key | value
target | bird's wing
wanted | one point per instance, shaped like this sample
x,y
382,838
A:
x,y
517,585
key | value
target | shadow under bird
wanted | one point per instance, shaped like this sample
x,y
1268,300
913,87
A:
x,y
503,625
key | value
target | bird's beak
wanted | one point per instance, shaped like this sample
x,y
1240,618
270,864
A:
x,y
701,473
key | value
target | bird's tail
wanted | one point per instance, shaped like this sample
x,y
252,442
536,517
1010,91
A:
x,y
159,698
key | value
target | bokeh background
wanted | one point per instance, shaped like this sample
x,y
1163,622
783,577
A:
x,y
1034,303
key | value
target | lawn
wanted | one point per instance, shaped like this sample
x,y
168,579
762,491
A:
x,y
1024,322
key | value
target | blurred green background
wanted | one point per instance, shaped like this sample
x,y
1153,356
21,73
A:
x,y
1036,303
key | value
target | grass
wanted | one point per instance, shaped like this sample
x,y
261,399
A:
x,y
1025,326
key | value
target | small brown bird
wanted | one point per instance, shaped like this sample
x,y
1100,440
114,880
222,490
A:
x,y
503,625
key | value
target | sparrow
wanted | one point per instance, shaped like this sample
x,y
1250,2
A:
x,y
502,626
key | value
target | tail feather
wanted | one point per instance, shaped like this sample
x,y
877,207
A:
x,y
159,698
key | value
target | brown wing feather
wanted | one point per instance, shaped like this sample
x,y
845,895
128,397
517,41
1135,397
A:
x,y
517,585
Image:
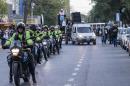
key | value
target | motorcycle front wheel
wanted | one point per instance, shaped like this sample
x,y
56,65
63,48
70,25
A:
x,y
16,74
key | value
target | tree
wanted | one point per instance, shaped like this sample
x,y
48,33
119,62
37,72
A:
x,y
49,8
105,10
3,8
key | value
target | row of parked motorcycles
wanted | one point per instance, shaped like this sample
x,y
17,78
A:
x,y
20,54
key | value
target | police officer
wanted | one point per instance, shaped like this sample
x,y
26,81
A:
x,y
25,37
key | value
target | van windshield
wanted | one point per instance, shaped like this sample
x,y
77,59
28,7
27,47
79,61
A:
x,y
84,29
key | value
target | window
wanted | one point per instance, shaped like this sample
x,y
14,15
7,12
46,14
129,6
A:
x,y
84,29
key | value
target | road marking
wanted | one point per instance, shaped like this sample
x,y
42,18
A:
x,y
74,74
76,69
78,65
71,80
67,85
82,57
80,62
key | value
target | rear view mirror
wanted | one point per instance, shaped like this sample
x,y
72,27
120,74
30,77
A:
x,y
128,36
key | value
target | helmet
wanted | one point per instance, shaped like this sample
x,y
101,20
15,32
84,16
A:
x,y
52,27
45,27
21,25
33,27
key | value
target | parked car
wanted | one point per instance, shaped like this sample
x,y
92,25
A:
x,y
125,39
121,32
82,33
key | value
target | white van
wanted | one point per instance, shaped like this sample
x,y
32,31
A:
x,y
82,33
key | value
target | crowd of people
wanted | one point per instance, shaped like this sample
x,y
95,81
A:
x,y
31,36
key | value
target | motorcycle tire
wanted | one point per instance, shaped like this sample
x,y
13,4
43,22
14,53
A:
x,y
16,74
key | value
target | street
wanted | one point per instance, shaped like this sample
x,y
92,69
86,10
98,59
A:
x,y
79,65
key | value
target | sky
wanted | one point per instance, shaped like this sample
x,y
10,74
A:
x,y
83,6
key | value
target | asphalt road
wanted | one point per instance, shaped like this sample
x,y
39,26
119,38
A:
x,y
79,65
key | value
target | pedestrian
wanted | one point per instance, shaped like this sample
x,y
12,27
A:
x,y
110,36
114,34
104,35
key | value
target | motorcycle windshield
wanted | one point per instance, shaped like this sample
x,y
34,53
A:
x,y
16,43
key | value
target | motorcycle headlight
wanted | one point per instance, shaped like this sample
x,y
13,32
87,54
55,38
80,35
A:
x,y
44,43
15,51
80,36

===============

### WRITTEN INSTRUCTION
Print the entries above exactly, taking out only the pictures.

### RESPONSE BELOW
key | value
target | bird's wing
wanted | one point per instance, shaped like this sample
x,y
382,838
A:
x,y
517,585
key | value
target | shadow under bird
wanted | one point per instance, shaped like this sample
x,y
1268,300
913,87
A:
x,y
503,625
key | value
target | bird's beak
wanted | one point per instance, shaped like this sample
x,y
1240,618
270,864
A:
x,y
701,473
key | value
target | bird's tail
wanted | one point per instance, shaped like this sample
x,y
252,442
536,517
1010,91
A:
x,y
159,698
key | value
target | bokeh background
wanted | one point per instance, shaped like this sample
x,y
1163,622
783,577
A:
x,y
1034,303
key | value
target | lawn
wanted | one point per instance, shaped like this sample
x,y
168,579
762,491
A:
x,y
1024,322
key | value
target | blurred green background
wanted | one point per instance, shaped like this sample
x,y
1153,356
21,73
A:
x,y
1036,303
key | value
target | grass
wanted | one point per instance, shaped like this sample
x,y
261,399
A:
x,y
1025,326
key | value
target | small brown bird
wanted | one point per instance, shaped like this sample
x,y
1100,440
114,880
222,490
A:
x,y
503,625
key | value
target | sparrow
wanted | one point per instance, shaped like this sample
x,y
1250,2
A:
x,y
502,626
key | value
target | tail feather
wanted | one point per instance, shaped like this sample
x,y
877,207
A:
x,y
159,698
key | value
target | brown wing feather
wanted | one point per instance, shaped like this sample
x,y
845,895
128,397
517,41
1135,397
A:
x,y
517,585
Image:
key | value
target | motorcycle front wheel
wanted | one point per instance, shaped like this sample
x,y
56,65
63,48
70,25
A:
x,y
16,74
key | value
target | tree
wanted | one point per instance, shaped like this sample
x,y
48,33
119,62
37,72
A:
x,y
49,8
105,10
3,8
key | value
target | row of parked motorcycles
wanted | one point per instance, shaped like this sample
x,y
17,78
A:
x,y
20,54
key | value
target | police officer
wanted | one point per instance, shaped like this sample
x,y
26,81
A:
x,y
25,37
key | value
target | van windshield
wanted | one point per instance, shaped like this sample
x,y
77,59
28,7
27,47
79,61
A:
x,y
84,29
key | value
target | window
wanted | one point per instance, shaped like this sample
x,y
14,15
7,12
46,14
129,6
A:
x,y
84,29
key | value
target | road marking
wanted | one point per instance, shaped like this sample
x,y
42,18
A:
x,y
74,74
76,69
78,65
71,80
67,85
82,57
80,62
key | value
target | rear view mirror
wanted | one point per instance, shaped like this sample
x,y
72,27
120,74
30,77
A:
x,y
128,36
key | value
target | helmet
wanted | one point per instance, shaped like this sample
x,y
101,20
15,32
84,16
A:
x,y
52,27
45,27
21,25
33,27
key | value
target | parked car
wanted | one point per instance, shaped like this sample
x,y
92,25
A:
x,y
125,39
121,32
82,33
key | value
target | white van
wanted | one point per instance, shaped like this sample
x,y
32,31
A:
x,y
82,33
key | value
target | crowd of people
wanted | one point per instance, shaped like this sample
x,y
95,81
A:
x,y
31,36
key | value
target | motorcycle tire
wanted | one point per instance, shaped like this sample
x,y
13,4
43,22
14,53
A:
x,y
16,74
key | value
target | street
wanted | one point per instance, shaped like this sample
x,y
92,69
86,10
98,59
A:
x,y
79,65
key | value
target | sky
wanted | one point per instance, shaped like this sample
x,y
10,74
A:
x,y
83,6
key | value
target | asphalt road
wanted | one point per instance, shaped like this sample
x,y
39,26
119,38
A:
x,y
79,65
key | value
target | pedestrian
wanted | one point per instance, shaped like this sample
x,y
12,27
A:
x,y
110,36
114,34
104,35
key | value
target | motorcycle windshield
wanted | one point per instance, shaped like this sample
x,y
34,53
A:
x,y
16,43
key | value
target | motorcycle headlight
wanted | one point per instance, shaped like this sample
x,y
13,32
87,54
55,38
80,35
A:
x,y
44,43
15,51
80,36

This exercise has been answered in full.